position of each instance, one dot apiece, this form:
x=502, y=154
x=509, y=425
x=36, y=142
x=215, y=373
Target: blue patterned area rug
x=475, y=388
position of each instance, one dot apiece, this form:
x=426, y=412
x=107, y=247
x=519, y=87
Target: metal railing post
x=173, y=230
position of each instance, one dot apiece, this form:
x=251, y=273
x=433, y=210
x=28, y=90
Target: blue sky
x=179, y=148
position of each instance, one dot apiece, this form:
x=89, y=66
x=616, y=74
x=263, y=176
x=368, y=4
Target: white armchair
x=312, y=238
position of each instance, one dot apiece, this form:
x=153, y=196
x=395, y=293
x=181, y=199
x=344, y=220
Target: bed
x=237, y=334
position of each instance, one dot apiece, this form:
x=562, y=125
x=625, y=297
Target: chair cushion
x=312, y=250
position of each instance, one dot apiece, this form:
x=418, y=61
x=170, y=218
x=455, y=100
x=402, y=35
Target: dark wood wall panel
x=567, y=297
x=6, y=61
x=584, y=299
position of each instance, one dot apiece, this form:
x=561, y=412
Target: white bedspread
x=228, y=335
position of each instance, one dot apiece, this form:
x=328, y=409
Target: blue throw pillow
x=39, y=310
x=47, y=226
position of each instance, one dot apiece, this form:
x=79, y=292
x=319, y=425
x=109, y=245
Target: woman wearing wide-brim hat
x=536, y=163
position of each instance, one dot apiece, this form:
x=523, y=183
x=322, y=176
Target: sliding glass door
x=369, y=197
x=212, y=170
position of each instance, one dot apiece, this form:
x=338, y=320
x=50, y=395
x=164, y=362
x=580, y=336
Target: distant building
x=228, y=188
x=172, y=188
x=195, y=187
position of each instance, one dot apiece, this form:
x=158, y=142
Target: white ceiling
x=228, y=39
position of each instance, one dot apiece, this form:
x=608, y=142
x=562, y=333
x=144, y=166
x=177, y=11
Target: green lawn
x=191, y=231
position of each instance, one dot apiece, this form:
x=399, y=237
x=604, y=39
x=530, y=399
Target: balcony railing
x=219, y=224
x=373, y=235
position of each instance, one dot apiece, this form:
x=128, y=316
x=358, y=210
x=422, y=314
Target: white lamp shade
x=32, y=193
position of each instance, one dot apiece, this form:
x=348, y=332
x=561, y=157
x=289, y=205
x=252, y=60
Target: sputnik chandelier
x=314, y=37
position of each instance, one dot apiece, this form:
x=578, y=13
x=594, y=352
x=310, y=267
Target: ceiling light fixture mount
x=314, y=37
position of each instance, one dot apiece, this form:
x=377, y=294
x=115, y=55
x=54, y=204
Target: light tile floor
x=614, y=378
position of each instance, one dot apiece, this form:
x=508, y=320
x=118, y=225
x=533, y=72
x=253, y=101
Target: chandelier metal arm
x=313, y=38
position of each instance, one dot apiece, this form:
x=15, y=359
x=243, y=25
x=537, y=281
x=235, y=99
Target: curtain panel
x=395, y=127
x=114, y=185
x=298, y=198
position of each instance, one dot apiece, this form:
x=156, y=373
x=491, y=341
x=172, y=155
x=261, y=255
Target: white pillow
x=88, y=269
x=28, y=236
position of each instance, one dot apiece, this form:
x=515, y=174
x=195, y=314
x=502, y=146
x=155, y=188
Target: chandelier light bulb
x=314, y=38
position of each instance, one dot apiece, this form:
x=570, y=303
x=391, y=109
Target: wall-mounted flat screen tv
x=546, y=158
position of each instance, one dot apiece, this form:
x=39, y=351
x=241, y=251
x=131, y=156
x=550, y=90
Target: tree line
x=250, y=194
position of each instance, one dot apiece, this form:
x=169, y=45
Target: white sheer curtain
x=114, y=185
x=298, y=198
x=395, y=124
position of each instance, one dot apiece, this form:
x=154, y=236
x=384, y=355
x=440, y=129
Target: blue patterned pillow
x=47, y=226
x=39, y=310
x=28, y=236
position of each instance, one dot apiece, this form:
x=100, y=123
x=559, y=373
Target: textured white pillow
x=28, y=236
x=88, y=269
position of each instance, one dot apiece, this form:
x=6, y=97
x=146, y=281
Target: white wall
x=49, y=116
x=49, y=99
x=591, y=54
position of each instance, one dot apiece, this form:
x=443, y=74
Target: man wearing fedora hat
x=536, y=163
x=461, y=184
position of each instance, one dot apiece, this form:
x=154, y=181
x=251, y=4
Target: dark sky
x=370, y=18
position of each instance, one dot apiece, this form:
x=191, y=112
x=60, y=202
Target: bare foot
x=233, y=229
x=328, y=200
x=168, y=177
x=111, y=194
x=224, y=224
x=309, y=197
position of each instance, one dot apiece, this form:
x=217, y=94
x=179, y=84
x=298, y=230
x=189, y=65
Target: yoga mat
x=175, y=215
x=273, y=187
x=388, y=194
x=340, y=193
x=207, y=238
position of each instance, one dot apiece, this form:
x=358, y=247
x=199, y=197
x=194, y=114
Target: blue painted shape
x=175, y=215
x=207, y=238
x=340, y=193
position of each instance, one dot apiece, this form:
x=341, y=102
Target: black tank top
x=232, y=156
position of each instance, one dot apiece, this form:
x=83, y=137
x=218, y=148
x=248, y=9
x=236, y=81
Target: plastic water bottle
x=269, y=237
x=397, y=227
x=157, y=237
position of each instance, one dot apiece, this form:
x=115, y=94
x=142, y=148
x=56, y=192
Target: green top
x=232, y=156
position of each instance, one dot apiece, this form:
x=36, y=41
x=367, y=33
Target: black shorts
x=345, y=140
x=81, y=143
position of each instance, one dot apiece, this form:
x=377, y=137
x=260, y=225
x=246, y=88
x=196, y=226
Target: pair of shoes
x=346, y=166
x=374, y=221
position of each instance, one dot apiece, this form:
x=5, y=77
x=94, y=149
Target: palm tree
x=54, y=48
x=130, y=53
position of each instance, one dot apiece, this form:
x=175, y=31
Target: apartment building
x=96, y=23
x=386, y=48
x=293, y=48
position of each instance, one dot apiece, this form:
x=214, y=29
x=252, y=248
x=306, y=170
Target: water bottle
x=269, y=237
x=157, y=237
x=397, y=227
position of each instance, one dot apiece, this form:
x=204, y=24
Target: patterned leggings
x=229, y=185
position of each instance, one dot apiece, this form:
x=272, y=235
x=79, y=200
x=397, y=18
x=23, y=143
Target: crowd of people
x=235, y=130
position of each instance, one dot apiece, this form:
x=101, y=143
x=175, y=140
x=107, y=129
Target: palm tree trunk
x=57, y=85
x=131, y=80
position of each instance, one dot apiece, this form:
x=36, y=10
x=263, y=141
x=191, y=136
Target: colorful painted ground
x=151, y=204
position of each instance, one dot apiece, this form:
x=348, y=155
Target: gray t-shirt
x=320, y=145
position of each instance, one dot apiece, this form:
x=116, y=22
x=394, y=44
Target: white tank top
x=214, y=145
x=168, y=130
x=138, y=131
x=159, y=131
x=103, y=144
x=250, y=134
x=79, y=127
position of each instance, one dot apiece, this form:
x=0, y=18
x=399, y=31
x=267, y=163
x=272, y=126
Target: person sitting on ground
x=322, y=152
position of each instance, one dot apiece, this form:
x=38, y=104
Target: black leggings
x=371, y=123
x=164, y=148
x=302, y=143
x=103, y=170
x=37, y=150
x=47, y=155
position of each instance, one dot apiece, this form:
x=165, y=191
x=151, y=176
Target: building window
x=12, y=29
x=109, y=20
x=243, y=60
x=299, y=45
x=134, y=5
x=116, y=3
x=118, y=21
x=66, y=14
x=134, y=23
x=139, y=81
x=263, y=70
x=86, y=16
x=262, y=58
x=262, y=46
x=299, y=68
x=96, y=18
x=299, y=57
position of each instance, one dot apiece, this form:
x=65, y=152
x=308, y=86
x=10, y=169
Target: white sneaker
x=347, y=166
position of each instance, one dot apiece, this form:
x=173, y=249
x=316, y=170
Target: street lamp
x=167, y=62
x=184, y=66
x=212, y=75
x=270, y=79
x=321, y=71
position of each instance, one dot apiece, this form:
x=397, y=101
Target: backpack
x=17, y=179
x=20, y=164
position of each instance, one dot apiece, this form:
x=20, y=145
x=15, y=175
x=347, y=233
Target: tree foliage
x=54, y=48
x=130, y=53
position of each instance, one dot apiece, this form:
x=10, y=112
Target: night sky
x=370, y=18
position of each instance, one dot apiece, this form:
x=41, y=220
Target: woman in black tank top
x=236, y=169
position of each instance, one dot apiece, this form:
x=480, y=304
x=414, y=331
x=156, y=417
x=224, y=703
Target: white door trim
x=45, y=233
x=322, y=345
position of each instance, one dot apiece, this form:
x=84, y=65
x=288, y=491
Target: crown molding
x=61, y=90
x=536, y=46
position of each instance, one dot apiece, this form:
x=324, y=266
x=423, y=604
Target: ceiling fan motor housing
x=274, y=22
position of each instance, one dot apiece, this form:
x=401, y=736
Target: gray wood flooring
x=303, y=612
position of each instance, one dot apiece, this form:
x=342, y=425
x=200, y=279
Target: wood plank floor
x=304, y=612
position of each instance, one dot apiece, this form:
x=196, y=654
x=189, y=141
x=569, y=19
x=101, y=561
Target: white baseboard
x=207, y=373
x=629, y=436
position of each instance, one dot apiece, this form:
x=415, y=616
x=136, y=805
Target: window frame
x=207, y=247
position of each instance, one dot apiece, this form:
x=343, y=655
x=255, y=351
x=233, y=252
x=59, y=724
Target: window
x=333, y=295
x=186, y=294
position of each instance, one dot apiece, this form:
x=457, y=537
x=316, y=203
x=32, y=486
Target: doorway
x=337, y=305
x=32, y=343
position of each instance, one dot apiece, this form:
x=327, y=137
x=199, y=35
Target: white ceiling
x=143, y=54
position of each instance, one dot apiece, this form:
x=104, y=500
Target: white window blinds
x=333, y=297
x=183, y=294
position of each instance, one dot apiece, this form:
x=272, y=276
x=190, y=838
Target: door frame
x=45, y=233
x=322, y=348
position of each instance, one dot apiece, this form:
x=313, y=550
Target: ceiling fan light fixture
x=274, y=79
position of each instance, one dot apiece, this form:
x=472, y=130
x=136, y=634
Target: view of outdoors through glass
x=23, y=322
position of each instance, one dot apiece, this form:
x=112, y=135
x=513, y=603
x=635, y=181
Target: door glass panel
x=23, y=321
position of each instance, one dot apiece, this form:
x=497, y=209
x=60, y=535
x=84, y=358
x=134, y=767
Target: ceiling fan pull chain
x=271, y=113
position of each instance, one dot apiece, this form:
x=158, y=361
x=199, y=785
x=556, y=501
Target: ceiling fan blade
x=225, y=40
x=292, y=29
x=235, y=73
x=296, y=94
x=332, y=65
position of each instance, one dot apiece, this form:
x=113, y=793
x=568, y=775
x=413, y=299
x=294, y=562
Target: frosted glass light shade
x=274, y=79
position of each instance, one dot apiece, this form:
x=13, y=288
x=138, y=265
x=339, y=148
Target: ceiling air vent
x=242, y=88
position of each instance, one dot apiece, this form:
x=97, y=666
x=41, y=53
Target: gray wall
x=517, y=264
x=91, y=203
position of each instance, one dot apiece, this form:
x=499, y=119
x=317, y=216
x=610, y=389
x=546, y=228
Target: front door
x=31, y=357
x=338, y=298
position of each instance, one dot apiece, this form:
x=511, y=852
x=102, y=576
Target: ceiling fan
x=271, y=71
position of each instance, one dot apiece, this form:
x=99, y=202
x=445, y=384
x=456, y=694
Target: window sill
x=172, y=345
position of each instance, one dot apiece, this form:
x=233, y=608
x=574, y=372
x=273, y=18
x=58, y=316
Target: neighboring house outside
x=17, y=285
****************************************
◆ **TASK STATEMENT**
This exercise asks for an exact repeat of the lines from the one holding "x=158, y=361" through the end of the data above.

◆ **ANSWER SPACE**
x=158, y=361
x=199, y=785
x=556, y=501
Target: ceiling fan blade
x=225, y=40
x=292, y=29
x=235, y=73
x=296, y=94
x=332, y=65
position of each instance, one dot apiece, this form:
x=113, y=793
x=568, y=775
x=413, y=299
x=294, y=562
Target: frosted glass light shade
x=274, y=79
position of each instance, one dot apiece, this form:
x=13, y=288
x=138, y=265
x=339, y=148
Target: ceiling air vent
x=242, y=88
position of each instance, one dot apiece, this form:
x=97, y=666
x=41, y=53
Target: gray wall
x=517, y=264
x=91, y=203
position of each instance, one dot apiece, this form:
x=499, y=119
x=317, y=216
x=610, y=389
x=546, y=228
Target: front door
x=31, y=357
x=338, y=298
position of each instance, one dot apiece, this form:
x=511, y=852
x=102, y=576
Target: ceiling fan
x=271, y=71
position of each instance, one dot apiece, this form:
x=99, y=202
x=445, y=384
x=456, y=694
Target: window sill
x=172, y=345
position of each instance, one dot apiece, this form:
x=233, y=608
x=574, y=372
x=273, y=18
x=58, y=316
Target: neighboring house outside
x=17, y=285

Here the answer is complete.